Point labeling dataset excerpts
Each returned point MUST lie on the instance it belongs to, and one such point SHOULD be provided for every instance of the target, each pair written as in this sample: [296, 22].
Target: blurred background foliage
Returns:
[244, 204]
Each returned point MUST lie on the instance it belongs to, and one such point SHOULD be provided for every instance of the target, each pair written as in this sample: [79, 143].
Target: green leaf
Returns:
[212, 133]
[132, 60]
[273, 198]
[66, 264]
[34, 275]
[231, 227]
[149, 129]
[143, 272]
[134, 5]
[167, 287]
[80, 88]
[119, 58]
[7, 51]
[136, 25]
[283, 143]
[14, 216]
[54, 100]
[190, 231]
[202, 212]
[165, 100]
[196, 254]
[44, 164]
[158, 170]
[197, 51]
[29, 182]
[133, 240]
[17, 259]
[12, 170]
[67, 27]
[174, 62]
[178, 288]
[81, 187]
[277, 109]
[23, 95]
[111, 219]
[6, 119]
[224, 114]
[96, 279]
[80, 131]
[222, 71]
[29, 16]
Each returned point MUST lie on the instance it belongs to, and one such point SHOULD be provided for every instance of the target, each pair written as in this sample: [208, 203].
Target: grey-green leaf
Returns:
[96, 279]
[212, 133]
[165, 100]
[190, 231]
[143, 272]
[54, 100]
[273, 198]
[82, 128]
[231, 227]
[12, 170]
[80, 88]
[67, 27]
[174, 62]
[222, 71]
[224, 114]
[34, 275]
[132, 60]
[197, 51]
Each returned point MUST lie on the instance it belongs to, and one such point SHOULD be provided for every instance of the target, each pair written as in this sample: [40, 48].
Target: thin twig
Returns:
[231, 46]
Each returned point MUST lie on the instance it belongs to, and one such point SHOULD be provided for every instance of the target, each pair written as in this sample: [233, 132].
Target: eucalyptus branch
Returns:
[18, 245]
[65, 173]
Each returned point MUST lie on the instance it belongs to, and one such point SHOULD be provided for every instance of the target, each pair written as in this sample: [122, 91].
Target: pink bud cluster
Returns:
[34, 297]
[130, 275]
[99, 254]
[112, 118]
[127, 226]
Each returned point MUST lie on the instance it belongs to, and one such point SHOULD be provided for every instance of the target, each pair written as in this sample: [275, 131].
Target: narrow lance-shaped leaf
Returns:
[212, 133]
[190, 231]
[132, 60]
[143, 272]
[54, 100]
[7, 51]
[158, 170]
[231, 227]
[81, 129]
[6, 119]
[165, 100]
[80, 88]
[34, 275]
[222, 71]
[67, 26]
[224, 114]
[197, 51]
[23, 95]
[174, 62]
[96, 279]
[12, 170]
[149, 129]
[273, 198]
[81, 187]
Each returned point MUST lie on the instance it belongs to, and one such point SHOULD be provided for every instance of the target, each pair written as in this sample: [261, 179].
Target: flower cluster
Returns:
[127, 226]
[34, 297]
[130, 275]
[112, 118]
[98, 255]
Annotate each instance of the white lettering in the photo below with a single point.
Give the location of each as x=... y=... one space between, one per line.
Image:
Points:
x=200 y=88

## SHORT PROBLEM
Copy out the full listing exactly.

## RESPONSE BELOW
Each returned point MUST lie on the instance it belongs to, and one such point SHOULD be provided for every instance of the target, each pair written as in this sample: [296, 22].
Target: blurred background foliage
Returns:
[244, 204]
Each returned point MUST lie on the instance it belongs to, and one such point SHOULD be provided for every instance of the target, each pair written as in this sample: [79, 143].
Target: green leaf
Returns:
[212, 133]
[132, 60]
[273, 198]
[66, 264]
[34, 275]
[231, 227]
[149, 129]
[143, 272]
[134, 5]
[167, 287]
[80, 88]
[119, 58]
[7, 51]
[136, 25]
[283, 143]
[14, 216]
[54, 100]
[190, 231]
[202, 212]
[165, 100]
[196, 254]
[44, 164]
[158, 170]
[197, 51]
[29, 182]
[133, 240]
[17, 259]
[12, 170]
[67, 27]
[174, 62]
[178, 288]
[81, 187]
[277, 109]
[23, 95]
[111, 219]
[6, 119]
[224, 114]
[96, 279]
[80, 131]
[222, 71]
[29, 16]
Each returned point MUST lie on the instance it belongs to, and one such point SHOULD be provided for every instance of the target, each pair written as in this sample: [208, 203].
Target: grey-green leaf
Returns:
[96, 279]
[212, 133]
[165, 100]
[190, 231]
[143, 272]
[54, 100]
[273, 198]
[82, 128]
[231, 227]
[12, 170]
[80, 88]
[67, 27]
[174, 62]
[222, 71]
[224, 114]
[34, 275]
[132, 60]
[197, 51]
Each returned point MUST lie on the instance it belongs to, and one such point SHOULD be provided for every instance of the target, each pair written as in this sample: [40, 48].
Target: thin twig
Returns:
[231, 46]
Each returned point MUST lie on the instance it belongs to, and one such point SHOULD be provided for every instance of the target, each pair written as in this sample: [233, 132].
Target: eucalyptus branch
Returns:
[18, 245]
[65, 173]
Each returned point MUST lie on the instance it belongs to, and one such point SHOULD be provided for every instance of the target, each pair written as in this sample: [122, 91].
Target: pink bud cluster
Returns:
[34, 297]
[130, 275]
[99, 254]
[112, 118]
[127, 226]
Each returned point MUST lie on the instance it belongs to, and one such point SHOULD be provided for every instance of the target, each pair written as in this sample: [275, 131].
Target: narrow lance-shaped leaf
Returns:
[212, 133]
[190, 231]
[132, 60]
[143, 272]
[54, 100]
[7, 51]
[158, 170]
[231, 227]
[81, 129]
[6, 119]
[165, 100]
[80, 88]
[34, 275]
[222, 71]
[67, 26]
[224, 114]
[197, 51]
[23, 95]
[174, 62]
[96, 279]
[12, 170]
[149, 129]
[273, 198]
[81, 187]
Each returned point MUST lie on the instance it belongs to, and one such point SHOULD be provided for every instance of the target, each pair written as in this sample: [261, 179].
Target: flower cluster
Returns:
[127, 226]
[34, 297]
[130, 275]
[112, 118]
[98, 255]
Annotate each instance of the white lettering in the photo below with a single point.
Give the location of each as x=... y=... one space between, one per line.
Image:
Points:
x=200 y=88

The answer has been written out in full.